Listed records:

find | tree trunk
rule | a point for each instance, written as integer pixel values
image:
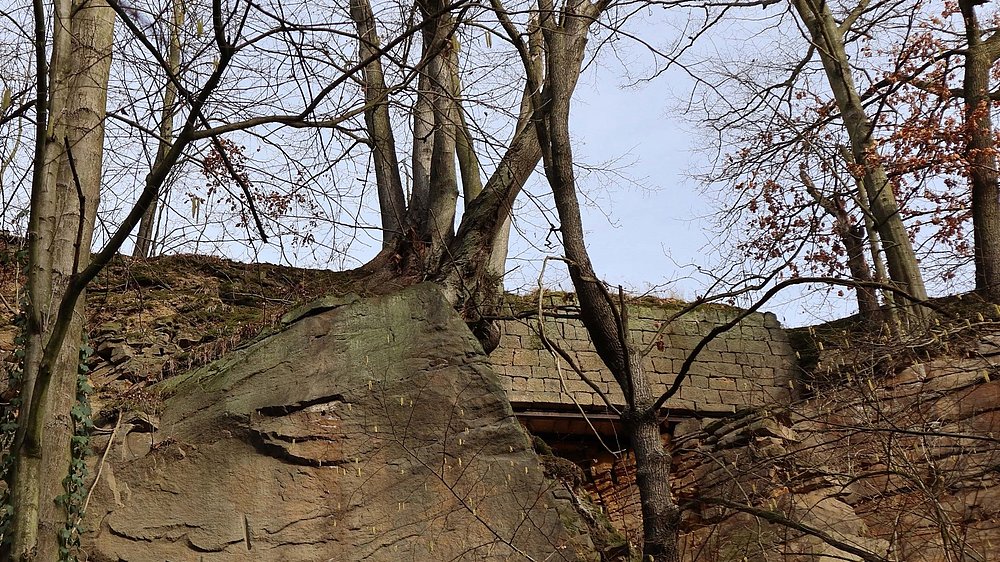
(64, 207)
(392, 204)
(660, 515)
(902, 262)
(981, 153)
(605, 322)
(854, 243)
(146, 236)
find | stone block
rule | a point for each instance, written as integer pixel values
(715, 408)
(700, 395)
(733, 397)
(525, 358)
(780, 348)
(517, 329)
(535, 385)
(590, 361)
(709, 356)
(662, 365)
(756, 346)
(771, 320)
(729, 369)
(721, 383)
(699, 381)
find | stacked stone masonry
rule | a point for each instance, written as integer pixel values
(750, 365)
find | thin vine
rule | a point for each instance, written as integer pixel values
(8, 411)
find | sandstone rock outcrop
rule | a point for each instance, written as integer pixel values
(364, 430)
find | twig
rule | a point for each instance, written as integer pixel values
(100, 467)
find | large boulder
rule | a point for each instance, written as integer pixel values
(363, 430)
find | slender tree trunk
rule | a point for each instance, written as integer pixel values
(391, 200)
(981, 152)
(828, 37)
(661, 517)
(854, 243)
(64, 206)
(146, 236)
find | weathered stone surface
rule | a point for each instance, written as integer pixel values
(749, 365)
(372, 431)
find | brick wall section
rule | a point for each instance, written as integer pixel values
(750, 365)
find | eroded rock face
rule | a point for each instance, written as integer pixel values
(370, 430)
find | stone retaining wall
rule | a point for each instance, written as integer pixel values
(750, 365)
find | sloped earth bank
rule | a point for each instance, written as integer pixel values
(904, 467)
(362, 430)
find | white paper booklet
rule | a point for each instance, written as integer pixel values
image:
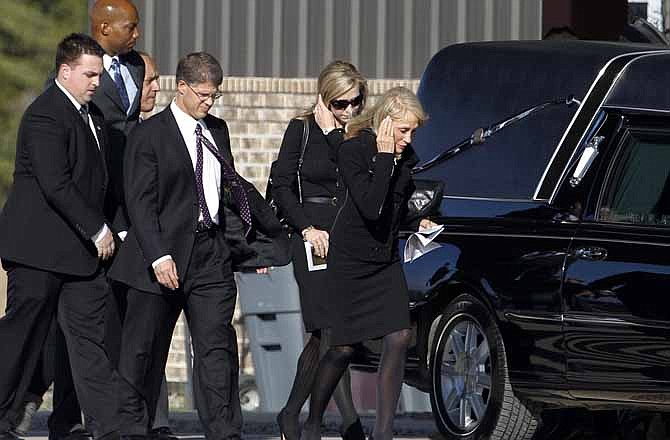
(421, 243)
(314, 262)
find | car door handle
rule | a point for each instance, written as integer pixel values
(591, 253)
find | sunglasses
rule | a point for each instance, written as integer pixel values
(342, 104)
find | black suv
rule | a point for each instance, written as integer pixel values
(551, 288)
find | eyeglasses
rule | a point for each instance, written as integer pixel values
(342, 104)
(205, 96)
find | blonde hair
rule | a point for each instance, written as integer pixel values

Exercise: The whole listing is to be written out exactly; the pictures stay out of the copy.

Exercise solution:
find | tree trunk
rule | a point for each instance, written as integer pixel values
image:
(64, 207)
(392, 204)
(660, 515)
(902, 262)
(981, 153)
(605, 322)
(854, 243)
(146, 236)
find | stone block
rule | a point for each instance, written as integer pixel values
(715, 408)
(700, 395)
(733, 397)
(525, 358)
(780, 348)
(517, 329)
(535, 385)
(590, 361)
(709, 356)
(662, 365)
(756, 346)
(771, 320)
(729, 369)
(721, 383)
(699, 381)
find | stacked stone masonry
rule | a point for each instance, written as integer pixel values
(750, 365)
find | thin vine
rule | a point for each instance, written as integer pixel values
(8, 411)
find | sandstone rock outcrop
rule | a point for each instance, written as integer pixel values
(364, 430)
find | twig
rule | a point for each instance, written as integer pixel values
(100, 467)
find | large boulder
rule | a point for each instance, written as integer pixel values
(363, 430)
find | slender tree trunk
rule | a point for each instance, written as integer pixel values
(391, 200)
(981, 152)
(828, 37)
(661, 517)
(854, 243)
(64, 206)
(146, 236)
find | weathered stone surface
rule | a point for each instance, written as integer pixel values
(749, 365)
(372, 431)
find | brick wall section
rule | a point for each instance, written as integer pixel values
(750, 365)
find | eroded rock face
rule | a point for each instance, written as integer pixel values
(370, 430)
find | stone retaining wall
rule | a point for each instance, written as integer pixel values
(750, 365)
find | sloped earth bank
rule | a point for each instance, written as integer pixel values
(904, 467)
(362, 430)
find | white paper booklet
rule | a point for each instance, written as integer pixel values
image:
(421, 243)
(314, 262)
find | car door handle
rule | a point for each instance, written as integer pixel values
(591, 253)
find | sunglasses
rule | a point for each instance, written as integer pixel values
(342, 104)
find | black suv
rule | a point for each instance, written as integer pixel values
(551, 288)
find | eyeglasses
rule | a point for each instance, written as integer pixel values
(342, 104)
(205, 96)
find | blonde hair
rule | a point for each instance, written as integer pixel values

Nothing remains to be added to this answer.